§ **Extrait du document**:

╔══

"Finutililé" est le premier recueil de poèmes de
Daniel Lavoie, édité en 2011.
Une particulière attention est portée au quotidien, à ce qui peut paraître futile, inutile (le titre est la contraction de ces deux mots). Au dérisoire. Et qui pourtant fait la trame de la vie, son train train : une voiture file sur l'autoroute, une chanson naît, un effleurement involontaire qui trouble cependant, une poubelle est en flamme, les affiches publicitaires exposent des seins, (les tiens ?), et pourquoi toujours et partout l'obsession du sexe, chez les banquiers, les politiciens, les prêtres, "phoque phoque phoque..."
Qu'est-ce que la vie ? "Les humains sont des petits chaos ordinaires".
Et puis on glisse peu à peu au coeur du malaise et bientôt du tragique : une journée est perdue, une mouche est happée par l'hirondelle, on est obligé de faire piquer le vieux chien malade, un virus bizarre attaque, on est en pleine rupture amoureuse où s'échangent indifférence contre cri de douleur, on apprend la mort d'un ami à la radio, la guerre gronde quelque part, les nouvelles sont terribles.
La voie poétique qui conduit de "finutilité" à "
Particulités", quatre ans plus tard, se défriche, des préoccupations se font jour et deviendront de plus en plus aigües. La vie est un instant furtif ; quelque part une implacable machine se livre à de drôles de calculs : "Car je sais bien que le nombre de jours alloué à chaque passager ici est strictement défini ; et ceux que le client perd à visiter trop souvent l'enfer, sont inclus dans le décompte, et pour le même prix."

╚══

§ **Données**:

╔══

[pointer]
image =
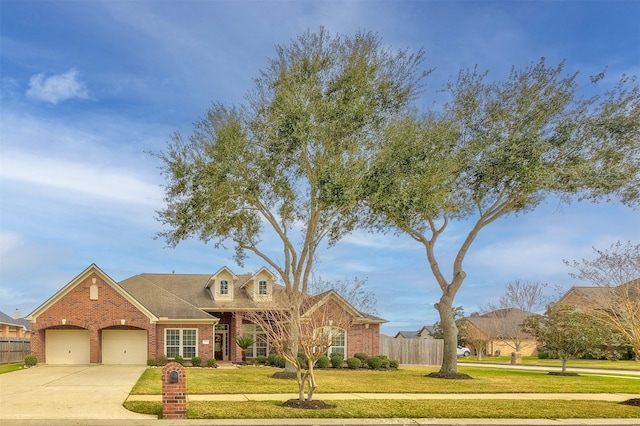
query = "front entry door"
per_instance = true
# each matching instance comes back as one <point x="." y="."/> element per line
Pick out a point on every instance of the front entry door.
<point x="221" y="342"/>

╚══

§ **À faire**:
• A. Indiquez si chacune des affirmations suivantes concorde avec l'extrait sur le recueil de Daniel Lavoie, en répondant par oui ou non et en citant les mots décisifs de l'extrait. (i) Le recueil a été édité en 2011. (ii) Le titre est formé à partir des mots « futile » et « inutile ». (iii) La mort d'un ami est apprise dans un journal.
• B. Écrivez la suite de l'extrait sur le recueil de Daniel Lavoie, s'il vous plaît, en reprenant juste après sa dernière phrase.

§ **Réponses**:
• A.
(i) Oui : « édité en 2011 ».
(ii) Oui : « à ce qui peut paraître futile, inutile (le titre est la contraction de ces deux mots) ».
(iii) Non : « on apprend la mort d'un ami à la radio ».

• B.
Et déjà cette intuition que l'âme est matière, et vice-versa : "L'âme écrit que dans mille ans la matière se transformera toujours en âme, et que l'âme de la matière sera l'âme."
Daniel Lavoie est imprégné par la voix d'un des phares de la poésie québécoise,
Gaston Miron, qu'il a interprété sur scène en 2010 dans "
L'homme rapaillé". le titre de l'un de ces poèmes de Miron est justement : "Ce monde est sans issue".
Déjà "finutilité" contient l'intuition que nous sommes éternels et que ni la mort ni Dieu ne nous délivreront de l'Odyssée de la matière (de l'âme ?) vers un port dont l'existence est de plus en plus douteuse. "
Particulités" développera ce doute et suggèrera une des solutions (la seule ?) à notre portée, à nous, petits hommes : consentir au voyage.